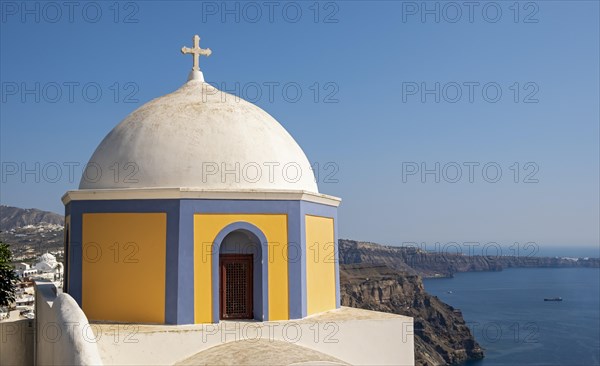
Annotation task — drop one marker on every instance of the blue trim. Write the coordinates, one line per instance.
(216, 249)
(311, 208)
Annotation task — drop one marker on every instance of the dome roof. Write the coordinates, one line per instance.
(199, 137)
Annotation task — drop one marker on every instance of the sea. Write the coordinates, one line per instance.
(508, 316)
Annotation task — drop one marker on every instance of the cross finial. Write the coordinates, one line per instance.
(197, 52)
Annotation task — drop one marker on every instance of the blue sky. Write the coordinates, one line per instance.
(370, 62)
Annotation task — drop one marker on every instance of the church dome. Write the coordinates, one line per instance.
(199, 137)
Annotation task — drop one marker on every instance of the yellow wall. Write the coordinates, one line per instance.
(207, 227)
(123, 266)
(320, 264)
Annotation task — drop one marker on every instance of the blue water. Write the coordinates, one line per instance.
(508, 317)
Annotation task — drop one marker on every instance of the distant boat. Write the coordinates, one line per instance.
(553, 299)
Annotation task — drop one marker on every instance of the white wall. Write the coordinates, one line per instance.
(61, 330)
(16, 342)
(372, 340)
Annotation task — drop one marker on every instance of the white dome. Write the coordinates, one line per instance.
(199, 137)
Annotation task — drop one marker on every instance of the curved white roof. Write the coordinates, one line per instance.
(199, 137)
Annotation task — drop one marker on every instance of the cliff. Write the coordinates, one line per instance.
(431, 264)
(441, 335)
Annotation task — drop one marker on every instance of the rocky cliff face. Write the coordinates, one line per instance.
(429, 264)
(14, 217)
(441, 335)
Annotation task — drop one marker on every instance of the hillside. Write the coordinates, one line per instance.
(14, 217)
(441, 335)
(432, 264)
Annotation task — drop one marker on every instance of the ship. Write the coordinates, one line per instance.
(553, 299)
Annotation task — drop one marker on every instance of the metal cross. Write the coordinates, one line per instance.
(197, 52)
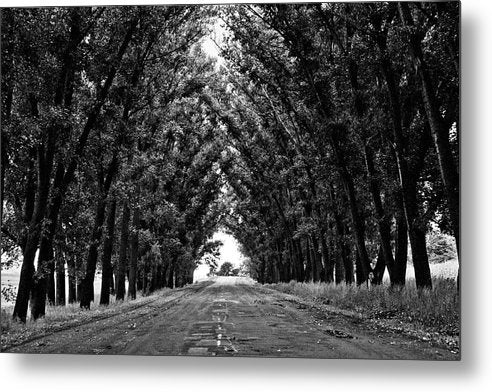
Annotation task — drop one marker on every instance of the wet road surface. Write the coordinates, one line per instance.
(234, 317)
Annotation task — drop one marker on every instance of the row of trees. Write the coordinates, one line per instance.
(108, 157)
(342, 124)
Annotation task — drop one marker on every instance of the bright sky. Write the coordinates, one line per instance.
(228, 252)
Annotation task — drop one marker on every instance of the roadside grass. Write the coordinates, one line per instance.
(436, 310)
(61, 317)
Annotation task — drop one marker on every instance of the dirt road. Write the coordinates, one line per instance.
(235, 317)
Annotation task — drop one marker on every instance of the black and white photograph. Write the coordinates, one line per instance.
(271, 180)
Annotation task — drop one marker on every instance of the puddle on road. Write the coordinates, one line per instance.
(210, 338)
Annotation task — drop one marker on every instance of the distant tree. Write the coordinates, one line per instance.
(225, 269)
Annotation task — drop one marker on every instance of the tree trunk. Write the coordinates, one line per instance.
(440, 135)
(415, 227)
(384, 225)
(401, 245)
(107, 270)
(87, 294)
(132, 276)
(170, 279)
(72, 280)
(60, 280)
(327, 259)
(123, 252)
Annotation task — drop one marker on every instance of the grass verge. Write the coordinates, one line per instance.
(436, 310)
(63, 317)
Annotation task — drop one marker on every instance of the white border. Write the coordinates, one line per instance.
(473, 373)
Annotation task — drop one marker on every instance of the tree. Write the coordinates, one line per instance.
(225, 269)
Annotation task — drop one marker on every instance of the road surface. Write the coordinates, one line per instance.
(234, 317)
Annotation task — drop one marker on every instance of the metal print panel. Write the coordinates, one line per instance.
(274, 180)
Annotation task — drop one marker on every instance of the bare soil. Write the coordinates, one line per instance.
(235, 317)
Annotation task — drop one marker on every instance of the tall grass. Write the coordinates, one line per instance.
(437, 309)
(65, 316)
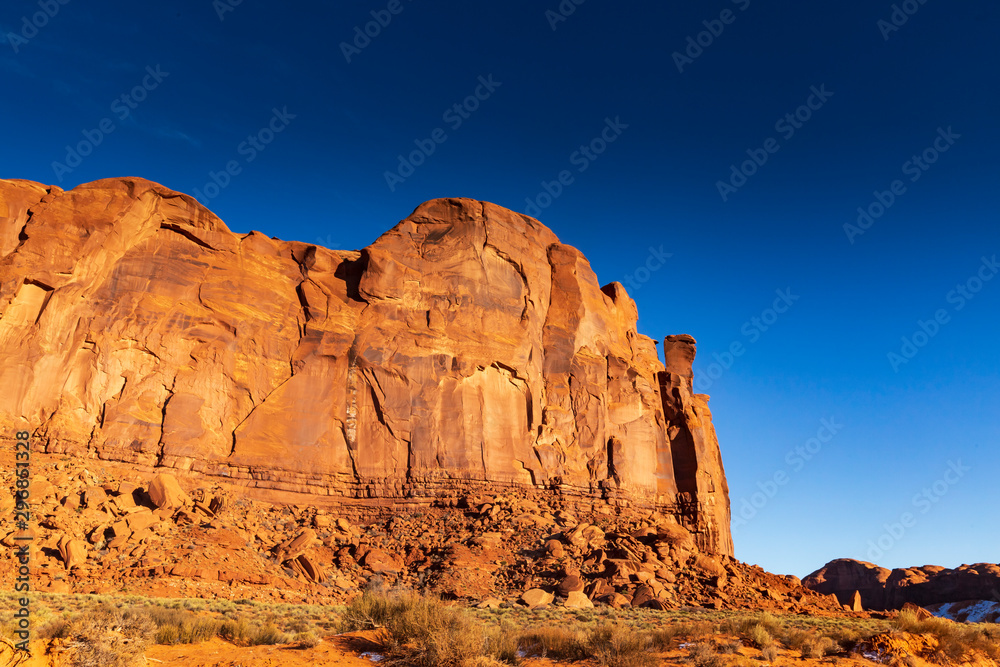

- **TASK PROMPT**:
Return every line of the data above unchanged, leaving the pictures out.

- **CORRECT RESULT**:
Annotation task — drop one marker on every instance of the blue trim. Write the coordinates, one line per instance.
(216, 249)
(311, 208)
Annotation task — drop one marker on every instance of the dome roof. Write the coordinates, one line per instance.
(199, 137)
Annotation task — drop one marker on every instance of the sea. Write the coordinates, one line per instance.
(508, 316)
Annotation task — drop one marker on every instance of the cross finial. Write the coordinates, one line per instance.
(197, 52)
Annotation task — drop one marker on every instance of the blue sky. Write the coordinates, one line per instance.
(370, 62)
Annotation task — drop one marker on every instance of the church dome. Write the coordinates, one line per instance.
(199, 137)
Annotation task — drop one marker on every instance of the yellow wall. Write the coordinates, one line per instance.
(207, 227)
(123, 266)
(320, 264)
Annotation task — drop one marker on every instance of the blue water. Write the coordinates, one line per instance.
(508, 317)
Annotation task — drop one marker on every instance of the distant boat. Write the coordinates, one line per instance.
(553, 299)
Annotation task — drop one marker on every instance of the white wall. Write the coordinates, one line per instance.
(61, 330)
(16, 342)
(372, 340)
Annotation task — drop one marker on every instance of the white dome. Write the coordinates, one line per instance.
(199, 137)
Annotation task — drop one marker on every instance of the curved white roof. Write the coordinates, one line per instance.
(199, 137)
Annotation task — drop one marker on every instance of the cliff. Write the coordinates, one line per instance.
(431, 264)
(441, 335)
Annotation task — drop one marker on every instance of the rocky cliff face. Write the coordinates, one line per instance.
(429, 264)
(14, 217)
(441, 335)
Annotation task — drop one marker on every instance of the hillside. Write the coordinates, one line per instance.
(14, 217)
(441, 335)
(432, 264)
Annotation task — drop one marker on every instance of the ship. Write the coordinates, one line per instance.
(553, 299)
Annotation task — drop one marker on every instance of the metal cross. Write the coordinates, one line per instance.
(197, 52)
Annotation task — drop one marker on every instance of the wet road surface. Write the coordinates, one line per instance.
(234, 317)
Annotation task — drop one marker on every instance of the row of trees. Write the coordinates, one line per instance.
(108, 157)
(342, 124)
Annotation task — drop one marker on every instance of the bright sky. Write the coordinates, one line per instance.
(228, 252)
Annotation task — drop one marker on every instance of the roadside grass. Write the coordinates, one line per instance.
(436, 310)
(61, 317)
Annotation task — drop one marker on every instance of the dirt road. Write the coordinates, one line per instance.
(235, 317)
Annotation task — drop one marker on every instance of the black and white photograph. Write the coordinates, one line per instance.
(271, 180)
Annotation task — drop one marker on every instance of the puddle on road. Write the coordinates, one line per instance.
(210, 338)
Annotation task — drop one marker on every instance of the distant tree. Write the coordinates, one line per instance.
(225, 269)
Annotation task — drop one marker on every instance of the tree trunk. Write the coordinates, one line per instance.
(440, 135)
(415, 227)
(384, 225)
(401, 245)
(107, 270)
(87, 294)
(132, 276)
(170, 279)
(72, 280)
(60, 280)
(327, 259)
(123, 252)
Annotation task — drop one marker on every instance of the grass verge. Write the coordinates, one line per instance.
(436, 310)
(63, 317)
Annotation task — drop one marker on every instance of the white border. Write the coordinates, one line per instance.
(473, 373)
Annotation task — drop one marker on every instance of the tree. Write the coordinates, one line per instance.
(225, 269)
Annotation task — drop one marker on every instance of the road surface. Write the coordinates, one line per instance.
(234, 317)
Annotation task — drop one marker on every instance of the metal print panel. Write the coordinates, one line per instance.
(274, 180)
Annotation task — drop one marker on every instance of the bare soil. Write the coordinates, one line per instance.
(235, 317)
Annotation task — drop one marker on every instance of the tall grass. Write the coordinates, one line per instance.
(437, 309)
(65, 316)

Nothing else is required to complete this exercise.